> What you should do:
Change every "thickest part" to "widest part" in the part of the entries that opens with the line containing "For every instance of the blue" and closes at the end of the entries, and write out only that part. Leave everything else in it unchanged.

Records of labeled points

--- start ---

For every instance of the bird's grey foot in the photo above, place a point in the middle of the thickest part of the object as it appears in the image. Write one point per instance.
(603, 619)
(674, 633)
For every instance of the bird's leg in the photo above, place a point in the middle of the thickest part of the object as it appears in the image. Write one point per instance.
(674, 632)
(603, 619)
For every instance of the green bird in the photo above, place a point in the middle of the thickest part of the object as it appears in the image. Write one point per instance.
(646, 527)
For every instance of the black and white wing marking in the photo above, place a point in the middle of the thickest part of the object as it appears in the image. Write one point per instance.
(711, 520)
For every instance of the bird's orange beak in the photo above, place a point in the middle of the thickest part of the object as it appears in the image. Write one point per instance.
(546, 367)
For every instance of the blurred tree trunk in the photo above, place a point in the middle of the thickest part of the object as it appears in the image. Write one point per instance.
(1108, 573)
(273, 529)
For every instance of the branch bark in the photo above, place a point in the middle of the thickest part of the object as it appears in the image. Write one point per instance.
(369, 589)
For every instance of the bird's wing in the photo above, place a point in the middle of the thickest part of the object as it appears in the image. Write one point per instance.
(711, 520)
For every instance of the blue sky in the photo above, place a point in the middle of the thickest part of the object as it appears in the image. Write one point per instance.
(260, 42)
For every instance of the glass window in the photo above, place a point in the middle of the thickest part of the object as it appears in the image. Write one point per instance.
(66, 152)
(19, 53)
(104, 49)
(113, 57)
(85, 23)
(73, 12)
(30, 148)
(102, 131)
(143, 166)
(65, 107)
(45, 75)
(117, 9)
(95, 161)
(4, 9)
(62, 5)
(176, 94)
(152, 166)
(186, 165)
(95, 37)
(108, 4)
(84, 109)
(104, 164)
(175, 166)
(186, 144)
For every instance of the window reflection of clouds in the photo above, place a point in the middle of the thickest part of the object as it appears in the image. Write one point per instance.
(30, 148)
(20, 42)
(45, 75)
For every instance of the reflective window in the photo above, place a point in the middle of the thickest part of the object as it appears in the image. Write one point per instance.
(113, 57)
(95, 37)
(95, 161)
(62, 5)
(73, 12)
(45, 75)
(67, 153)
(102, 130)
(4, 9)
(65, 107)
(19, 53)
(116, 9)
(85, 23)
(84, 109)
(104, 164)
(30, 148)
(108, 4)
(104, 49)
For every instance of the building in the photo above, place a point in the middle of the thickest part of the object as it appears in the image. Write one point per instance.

--- end ---

> Written response:
For every instance of the blue sky in the photo above, place a point in the middle of the widest part of the object as it appears in the image. Write one point per instance.
(260, 42)
For every instance of the glass window in the photo above, place a point in the middle of the widest part of the object as it appears in the image. Write one point per instance.
(66, 152)
(19, 53)
(104, 49)
(113, 57)
(85, 23)
(73, 12)
(30, 148)
(102, 131)
(143, 166)
(65, 107)
(45, 75)
(117, 9)
(95, 161)
(4, 9)
(62, 5)
(176, 94)
(152, 166)
(186, 165)
(95, 37)
(108, 4)
(84, 109)
(104, 164)
(175, 166)
(186, 144)
For every instance of the window reflection of clouds in the photo above, place a point in the middle of the widest part of the object as it appears in the image. Write one point per instance.
(30, 148)
(20, 42)
(45, 75)
For every instance of the reflective window in the photo above, place a point in the middle of the widest part of the object as it appears in the image. Write one point per instance.
(113, 57)
(95, 37)
(95, 161)
(62, 5)
(73, 12)
(45, 75)
(67, 153)
(102, 130)
(4, 9)
(65, 107)
(19, 53)
(116, 9)
(85, 23)
(84, 109)
(104, 164)
(30, 148)
(108, 4)
(104, 49)
For every instance of the building in the photo above, place a point in the middle of the widest part of the object as it appears in the image. Write one point per instance.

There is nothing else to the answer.